──────── Provided records

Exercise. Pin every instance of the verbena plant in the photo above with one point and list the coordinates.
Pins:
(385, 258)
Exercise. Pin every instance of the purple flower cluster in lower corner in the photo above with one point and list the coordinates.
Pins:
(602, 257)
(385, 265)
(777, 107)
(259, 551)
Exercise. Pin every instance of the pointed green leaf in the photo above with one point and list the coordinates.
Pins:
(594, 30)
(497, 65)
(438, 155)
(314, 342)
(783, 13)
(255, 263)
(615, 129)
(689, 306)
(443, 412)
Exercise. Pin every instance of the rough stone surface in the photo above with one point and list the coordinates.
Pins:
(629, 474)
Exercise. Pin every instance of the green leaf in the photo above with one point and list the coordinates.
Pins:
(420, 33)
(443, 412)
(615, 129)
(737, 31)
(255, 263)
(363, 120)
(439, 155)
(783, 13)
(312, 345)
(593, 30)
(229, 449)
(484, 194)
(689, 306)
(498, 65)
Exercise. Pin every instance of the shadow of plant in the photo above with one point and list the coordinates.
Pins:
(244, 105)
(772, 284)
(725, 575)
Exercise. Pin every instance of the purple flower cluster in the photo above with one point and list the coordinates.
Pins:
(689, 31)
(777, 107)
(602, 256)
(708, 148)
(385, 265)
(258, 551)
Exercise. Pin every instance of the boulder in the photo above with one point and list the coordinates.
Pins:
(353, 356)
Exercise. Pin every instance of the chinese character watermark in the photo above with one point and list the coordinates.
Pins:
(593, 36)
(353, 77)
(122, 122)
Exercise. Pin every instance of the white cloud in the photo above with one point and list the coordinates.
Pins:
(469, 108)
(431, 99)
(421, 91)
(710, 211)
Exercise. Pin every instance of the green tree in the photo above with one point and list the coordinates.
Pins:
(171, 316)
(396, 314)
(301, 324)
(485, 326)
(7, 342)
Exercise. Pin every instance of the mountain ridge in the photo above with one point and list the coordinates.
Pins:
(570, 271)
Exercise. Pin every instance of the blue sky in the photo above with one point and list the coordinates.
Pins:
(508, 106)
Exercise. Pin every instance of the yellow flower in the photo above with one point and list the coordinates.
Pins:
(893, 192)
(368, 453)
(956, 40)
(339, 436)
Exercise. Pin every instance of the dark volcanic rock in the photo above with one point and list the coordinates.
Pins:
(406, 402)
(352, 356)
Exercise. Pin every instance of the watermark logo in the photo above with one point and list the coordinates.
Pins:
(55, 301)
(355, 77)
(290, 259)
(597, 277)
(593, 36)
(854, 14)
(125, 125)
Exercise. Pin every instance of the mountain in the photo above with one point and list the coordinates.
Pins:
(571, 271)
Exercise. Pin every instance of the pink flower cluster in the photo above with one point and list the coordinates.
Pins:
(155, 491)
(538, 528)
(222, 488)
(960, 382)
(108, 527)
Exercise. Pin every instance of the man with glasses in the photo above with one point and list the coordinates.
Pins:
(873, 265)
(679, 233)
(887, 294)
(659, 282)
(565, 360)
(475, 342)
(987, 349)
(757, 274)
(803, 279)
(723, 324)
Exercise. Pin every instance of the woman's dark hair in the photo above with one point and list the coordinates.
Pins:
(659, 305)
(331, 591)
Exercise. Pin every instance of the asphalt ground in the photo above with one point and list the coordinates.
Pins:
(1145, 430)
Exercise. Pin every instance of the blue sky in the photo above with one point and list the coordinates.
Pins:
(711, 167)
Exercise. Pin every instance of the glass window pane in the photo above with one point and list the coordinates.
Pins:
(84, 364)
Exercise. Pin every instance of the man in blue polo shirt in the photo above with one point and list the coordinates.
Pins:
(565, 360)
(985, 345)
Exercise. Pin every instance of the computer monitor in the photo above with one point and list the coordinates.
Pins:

────────────────

Each line above is to be repeated exactly.

Exercise. Pin every instance of the verbena plant in the photo above with one point and list the coordinates.
Pins:
(385, 258)
Exercise. Pin every instance of the purple flower cluster in lower corner in the photo above with one point and list the coordinates.
Pins:
(602, 257)
(385, 265)
(777, 107)
(259, 551)
Exercise. Pin every instance of the pointed green leaf in the photo above with one point and list the coordinates.
Pins:
(594, 30)
(497, 65)
(438, 155)
(314, 342)
(783, 13)
(255, 263)
(615, 129)
(689, 306)
(443, 412)
Exercise. Pin every instance of the rough stone surface in the photo above with one point and list the coordinates.
Pins:
(629, 474)
Exercise. Pin every instance of the green leaf in the photo above with one point and list the coordinates.
Pins:
(420, 33)
(443, 412)
(615, 129)
(737, 31)
(255, 263)
(363, 120)
(439, 155)
(783, 13)
(312, 345)
(593, 30)
(229, 449)
(484, 194)
(689, 306)
(498, 65)
Exercise. Pin every instance of the shadow of plant in the photo above with one point and list the coordinates.
Pins:
(244, 105)
(772, 284)
(725, 575)
Exercise. Pin every instance of the purple flower cluster in the photo above with one point and list the coordinates.
Pins:
(689, 31)
(777, 107)
(602, 256)
(708, 148)
(385, 265)
(258, 551)
Exercise. Pin every instance of the boulder in the photo above with one point and list the coordinates.
Pins:
(353, 356)
Exercise. Pin every instance of the chinese character watermark in the photo above with one point and list the coordinates.
Pins:
(593, 36)
(353, 77)
(122, 122)
Exercise. Pin every instance of the white cloud in the photo above with one point and list the coordinates.
Pins:
(469, 108)
(431, 99)
(421, 91)
(710, 211)
Exercise. Pin every instance of the green tree in the photo above with one point and list the coordinates.
Pins:
(171, 316)
(396, 314)
(301, 324)
(485, 326)
(7, 342)
Exercise. Pin every instance of the mountain ridge in the photo above with one point and list the coordinates.
Pins:
(570, 271)
Exercise. Pin every instance of the blue sky in the photo above with one point and list the coordinates.
Pins:
(508, 106)
Exercise. Pin every instance of the yellow flower in the photo above with one point and list the coordinates.
Pins:
(893, 192)
(368, 453)
(956, 40)
(339, 436)
Exercise. Pin every instance of the dark volcanic rock in the photo above with one point and list the coordinates.
Pins:
(406, 402)
(352, 356)
Exercise. Pin every instance of the watermark logo in the photo above with one point and list the coordinates.
Pins:
(55, 301)
(355, 77)
(290, 259)
(597, 277)
(593, 36)
(854, 14)
(125, 125)
Exercise. Pin every instance of the mountain in the photo above with one point and list the coordinates.
Pins:
(571, 271)
Exercise. Pin every instance of the pink flower cluster in the photo above with one point and list the coordinates.
Pins:
(155, 491)
(538, 528)
(222, 488)
(960, 382)
(108, 527)
Exercise. Pin every instance of the man with glasses in the photo above with one point and list the coordinates.
Pins:
(873, 265)
(679, 233)
(887, 294)
(659, 282)
(565, 360)
(475, 342)
(987, 349)
(757, 274)
(803, 279)
(723, 324)
Exercise. Pin every instance of the woman's dark hair in the photo above with one point and list the coordinates.
Pins:
(659, 305)
(331, 591)
Exercise. Pin every instance of the asphalt ground in the photo above with one point and list the coordinates.
Pins:
(1145, 430)
Exercise. Pin every instance of the blue sky in the photo above with one point and list the coordinates.
Pins:
(711, 167)
Exercise. Pin every instance of the glass window pane in the photo above with one point and list the coordinates.
Pins:
(84, 364)
Exercise. Pin every instance of the man in blue polo shirt in the photo above with one point and list the coordinates.
Pins:
(565, 360)
(985, 345)
Exercise. Pin every instance of the computer monitor in the photo above with one point and list the coordinates.
Pins:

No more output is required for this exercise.